### Provided records
============================================================
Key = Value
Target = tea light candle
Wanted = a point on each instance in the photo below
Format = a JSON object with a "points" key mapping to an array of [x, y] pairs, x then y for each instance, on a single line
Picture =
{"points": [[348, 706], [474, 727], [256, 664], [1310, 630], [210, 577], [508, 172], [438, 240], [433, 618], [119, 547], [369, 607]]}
============================================================
### What the task requires
Each line from the one containing "Format = a JSON" to the end of the records should be echoed exactly, and no other line.

### Written solution
Format = a JSON object with a "points" key mapping to an array of [x, y] pairs, x then y for each instance, on a single line
Picture =
{"points": [[348, 706], [474, 727], [256, 664], [1310, 630], [210, 577], [508, 172], [438, 240], [433, 618], [119, 547], [369, 607]]}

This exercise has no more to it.